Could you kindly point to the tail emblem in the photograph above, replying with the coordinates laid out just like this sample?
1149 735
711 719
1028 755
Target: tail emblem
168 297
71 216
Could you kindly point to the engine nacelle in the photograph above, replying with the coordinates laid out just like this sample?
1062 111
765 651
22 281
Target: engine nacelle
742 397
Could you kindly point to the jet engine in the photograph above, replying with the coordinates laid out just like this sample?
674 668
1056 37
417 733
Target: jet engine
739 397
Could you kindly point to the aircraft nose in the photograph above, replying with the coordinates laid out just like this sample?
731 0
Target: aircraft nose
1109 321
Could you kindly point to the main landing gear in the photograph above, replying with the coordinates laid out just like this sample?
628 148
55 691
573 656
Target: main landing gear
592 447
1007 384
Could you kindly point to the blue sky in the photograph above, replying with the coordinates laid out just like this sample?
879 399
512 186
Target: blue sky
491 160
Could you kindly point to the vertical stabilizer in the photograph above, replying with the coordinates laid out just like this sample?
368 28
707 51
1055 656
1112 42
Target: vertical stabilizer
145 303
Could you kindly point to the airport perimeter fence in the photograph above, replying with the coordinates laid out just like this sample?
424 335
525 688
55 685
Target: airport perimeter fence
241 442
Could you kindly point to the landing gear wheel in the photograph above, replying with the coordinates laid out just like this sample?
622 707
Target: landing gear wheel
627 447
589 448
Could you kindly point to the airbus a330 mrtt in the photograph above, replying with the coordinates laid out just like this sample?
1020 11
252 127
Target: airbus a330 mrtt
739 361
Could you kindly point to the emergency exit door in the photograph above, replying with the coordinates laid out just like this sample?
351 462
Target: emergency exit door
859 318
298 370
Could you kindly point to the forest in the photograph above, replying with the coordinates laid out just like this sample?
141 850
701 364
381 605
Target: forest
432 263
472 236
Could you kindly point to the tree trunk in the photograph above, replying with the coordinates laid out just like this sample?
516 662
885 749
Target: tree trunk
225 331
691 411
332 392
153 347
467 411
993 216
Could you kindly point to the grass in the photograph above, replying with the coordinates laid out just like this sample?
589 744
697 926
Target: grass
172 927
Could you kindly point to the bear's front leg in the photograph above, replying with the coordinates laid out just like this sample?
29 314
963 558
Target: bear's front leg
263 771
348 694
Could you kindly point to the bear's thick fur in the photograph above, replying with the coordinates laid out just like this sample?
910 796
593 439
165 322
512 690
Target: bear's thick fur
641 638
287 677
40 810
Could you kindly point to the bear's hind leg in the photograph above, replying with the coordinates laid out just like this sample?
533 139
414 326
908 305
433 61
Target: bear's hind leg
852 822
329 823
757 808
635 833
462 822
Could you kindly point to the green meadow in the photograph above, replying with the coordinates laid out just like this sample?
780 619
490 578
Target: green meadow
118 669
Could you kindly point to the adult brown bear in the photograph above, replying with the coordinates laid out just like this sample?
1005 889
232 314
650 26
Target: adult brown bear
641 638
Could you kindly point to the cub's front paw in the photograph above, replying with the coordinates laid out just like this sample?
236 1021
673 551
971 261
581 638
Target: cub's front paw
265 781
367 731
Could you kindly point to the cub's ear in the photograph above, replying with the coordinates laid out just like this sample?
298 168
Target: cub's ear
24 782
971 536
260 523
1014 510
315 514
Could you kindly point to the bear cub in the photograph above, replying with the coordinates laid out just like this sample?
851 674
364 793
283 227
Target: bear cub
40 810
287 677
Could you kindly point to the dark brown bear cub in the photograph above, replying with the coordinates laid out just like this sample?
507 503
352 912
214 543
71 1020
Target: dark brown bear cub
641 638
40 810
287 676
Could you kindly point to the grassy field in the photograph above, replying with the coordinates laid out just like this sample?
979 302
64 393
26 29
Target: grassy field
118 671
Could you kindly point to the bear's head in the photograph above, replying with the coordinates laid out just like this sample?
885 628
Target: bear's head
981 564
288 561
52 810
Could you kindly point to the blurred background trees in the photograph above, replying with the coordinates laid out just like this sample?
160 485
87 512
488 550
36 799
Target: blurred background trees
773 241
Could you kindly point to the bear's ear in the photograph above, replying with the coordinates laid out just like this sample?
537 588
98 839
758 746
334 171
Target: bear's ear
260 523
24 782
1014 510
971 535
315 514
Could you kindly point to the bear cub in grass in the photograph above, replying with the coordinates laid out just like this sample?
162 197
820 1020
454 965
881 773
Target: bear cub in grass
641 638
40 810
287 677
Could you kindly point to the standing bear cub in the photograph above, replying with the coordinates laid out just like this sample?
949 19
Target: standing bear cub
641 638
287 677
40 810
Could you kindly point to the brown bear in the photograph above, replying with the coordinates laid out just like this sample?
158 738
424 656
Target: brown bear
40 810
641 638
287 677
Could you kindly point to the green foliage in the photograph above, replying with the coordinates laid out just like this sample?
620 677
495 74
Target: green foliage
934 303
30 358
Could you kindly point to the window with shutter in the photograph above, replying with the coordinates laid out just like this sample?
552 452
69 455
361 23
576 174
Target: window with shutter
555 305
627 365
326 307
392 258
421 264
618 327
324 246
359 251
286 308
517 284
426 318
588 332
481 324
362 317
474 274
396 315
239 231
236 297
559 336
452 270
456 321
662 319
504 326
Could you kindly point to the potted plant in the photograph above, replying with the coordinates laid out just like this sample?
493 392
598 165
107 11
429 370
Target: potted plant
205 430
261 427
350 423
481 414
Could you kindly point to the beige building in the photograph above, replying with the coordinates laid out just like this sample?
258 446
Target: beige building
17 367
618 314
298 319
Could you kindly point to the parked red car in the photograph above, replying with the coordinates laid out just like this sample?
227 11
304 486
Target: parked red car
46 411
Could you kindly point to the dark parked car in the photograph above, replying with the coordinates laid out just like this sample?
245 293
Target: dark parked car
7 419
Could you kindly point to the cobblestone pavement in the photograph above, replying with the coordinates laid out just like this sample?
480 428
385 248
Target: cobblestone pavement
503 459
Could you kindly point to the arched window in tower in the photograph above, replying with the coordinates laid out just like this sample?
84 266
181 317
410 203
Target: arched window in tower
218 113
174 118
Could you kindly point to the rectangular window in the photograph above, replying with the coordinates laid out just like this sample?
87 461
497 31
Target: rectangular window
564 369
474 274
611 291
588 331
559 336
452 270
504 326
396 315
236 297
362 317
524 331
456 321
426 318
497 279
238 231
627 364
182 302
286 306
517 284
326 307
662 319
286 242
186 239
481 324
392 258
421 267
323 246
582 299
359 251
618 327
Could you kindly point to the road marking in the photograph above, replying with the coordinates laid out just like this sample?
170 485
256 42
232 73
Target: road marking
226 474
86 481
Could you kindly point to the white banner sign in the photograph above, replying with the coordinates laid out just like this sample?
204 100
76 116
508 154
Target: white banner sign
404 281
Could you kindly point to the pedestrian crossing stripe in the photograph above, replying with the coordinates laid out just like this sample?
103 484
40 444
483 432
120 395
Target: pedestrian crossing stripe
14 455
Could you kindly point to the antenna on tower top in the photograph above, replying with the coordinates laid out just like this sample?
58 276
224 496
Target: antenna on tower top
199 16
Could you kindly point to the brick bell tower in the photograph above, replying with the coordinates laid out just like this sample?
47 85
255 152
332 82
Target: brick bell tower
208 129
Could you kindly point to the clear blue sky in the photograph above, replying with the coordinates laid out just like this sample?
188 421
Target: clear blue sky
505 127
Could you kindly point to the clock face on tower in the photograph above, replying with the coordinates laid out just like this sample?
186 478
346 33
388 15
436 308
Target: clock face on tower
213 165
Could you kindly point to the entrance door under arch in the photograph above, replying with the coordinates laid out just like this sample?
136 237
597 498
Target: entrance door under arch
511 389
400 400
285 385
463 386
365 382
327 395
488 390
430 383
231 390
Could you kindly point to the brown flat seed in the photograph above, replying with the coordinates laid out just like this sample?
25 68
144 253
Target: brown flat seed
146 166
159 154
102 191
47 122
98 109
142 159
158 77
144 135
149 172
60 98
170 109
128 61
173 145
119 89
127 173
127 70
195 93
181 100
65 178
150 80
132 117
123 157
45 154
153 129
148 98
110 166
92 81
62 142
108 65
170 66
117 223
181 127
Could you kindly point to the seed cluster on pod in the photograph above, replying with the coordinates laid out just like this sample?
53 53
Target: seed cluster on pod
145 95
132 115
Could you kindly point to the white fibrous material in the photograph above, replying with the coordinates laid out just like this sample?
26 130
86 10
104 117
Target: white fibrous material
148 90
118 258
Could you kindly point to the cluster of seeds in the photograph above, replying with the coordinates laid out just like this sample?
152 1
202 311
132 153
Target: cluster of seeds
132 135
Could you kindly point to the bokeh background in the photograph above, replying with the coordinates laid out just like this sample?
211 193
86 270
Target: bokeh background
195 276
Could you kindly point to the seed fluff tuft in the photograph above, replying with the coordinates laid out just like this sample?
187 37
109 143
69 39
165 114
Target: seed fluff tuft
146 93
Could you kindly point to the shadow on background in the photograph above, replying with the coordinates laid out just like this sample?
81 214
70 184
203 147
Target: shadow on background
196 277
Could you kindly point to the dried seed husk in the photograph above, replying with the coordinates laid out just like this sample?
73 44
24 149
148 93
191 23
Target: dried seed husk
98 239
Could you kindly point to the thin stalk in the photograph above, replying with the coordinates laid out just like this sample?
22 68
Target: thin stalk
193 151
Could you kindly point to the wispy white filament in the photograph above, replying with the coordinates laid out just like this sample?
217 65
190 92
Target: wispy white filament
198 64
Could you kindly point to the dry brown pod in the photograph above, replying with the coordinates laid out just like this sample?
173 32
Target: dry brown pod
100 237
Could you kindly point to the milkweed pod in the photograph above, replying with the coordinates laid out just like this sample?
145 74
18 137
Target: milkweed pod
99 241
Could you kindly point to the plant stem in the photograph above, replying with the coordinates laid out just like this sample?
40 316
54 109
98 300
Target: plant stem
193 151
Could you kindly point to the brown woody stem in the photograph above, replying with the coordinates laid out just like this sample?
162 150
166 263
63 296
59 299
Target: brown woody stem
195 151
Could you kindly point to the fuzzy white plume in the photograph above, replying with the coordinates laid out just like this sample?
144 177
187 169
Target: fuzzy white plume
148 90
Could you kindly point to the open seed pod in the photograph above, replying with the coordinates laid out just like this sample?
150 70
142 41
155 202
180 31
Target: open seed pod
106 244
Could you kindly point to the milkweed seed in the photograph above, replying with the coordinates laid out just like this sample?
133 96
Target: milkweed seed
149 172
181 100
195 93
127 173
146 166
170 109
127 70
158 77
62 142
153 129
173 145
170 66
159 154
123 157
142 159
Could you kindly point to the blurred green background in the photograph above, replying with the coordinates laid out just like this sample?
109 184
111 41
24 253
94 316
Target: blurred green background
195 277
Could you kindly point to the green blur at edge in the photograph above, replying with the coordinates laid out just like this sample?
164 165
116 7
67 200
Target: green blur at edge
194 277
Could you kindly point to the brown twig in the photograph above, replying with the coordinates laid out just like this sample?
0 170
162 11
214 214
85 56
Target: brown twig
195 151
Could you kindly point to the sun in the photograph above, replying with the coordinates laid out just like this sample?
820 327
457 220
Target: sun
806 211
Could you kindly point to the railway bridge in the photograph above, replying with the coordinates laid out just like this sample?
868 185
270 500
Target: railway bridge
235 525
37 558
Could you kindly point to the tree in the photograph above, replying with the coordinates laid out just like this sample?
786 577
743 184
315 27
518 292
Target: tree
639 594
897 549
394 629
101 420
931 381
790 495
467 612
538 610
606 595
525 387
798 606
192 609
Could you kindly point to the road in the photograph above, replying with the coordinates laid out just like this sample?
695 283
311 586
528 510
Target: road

===============

▶ TASK DIRECTIONS:
In the listing above, find the line with "Could you kindly point to the potted" and the line with "Could you kindly point to the arched", then reproduce both and every line between them exactly.

▶ RESPONSE:
Could you kindly point to the potted plant in the photograph above, replying with the coordinates laid out just like this sample?
493 392
598 165
107 11
429 370
Target: potted plant
205 430
261 427
350 423
481 414
Could you kindly point to the beige building in the photograph above, replying with the coordinates laid out just like this sample?
258 446
Target: beige building
17 367
618 314
298 319
Could you kindly point to the parked red car in the photograph above, replying with the coordinates laid out just like this sample?
227 11
304 486
Target: parked red car
46 411
Could you kindly point to the dark parked car in the photograph above, replying with the coordinates laid out just like this sample?
245 293
Target: dark parked car
7 419
Could you kindly point to the cobblestone pavement in the photograph above, replying with the coordinates laid out just like this sample?
480 428
385 248
Target: cobblestone pavement
503 459
Could you kindly point to the arched window in tower in the photograph above, replying with the coordinates laid out just like this sample?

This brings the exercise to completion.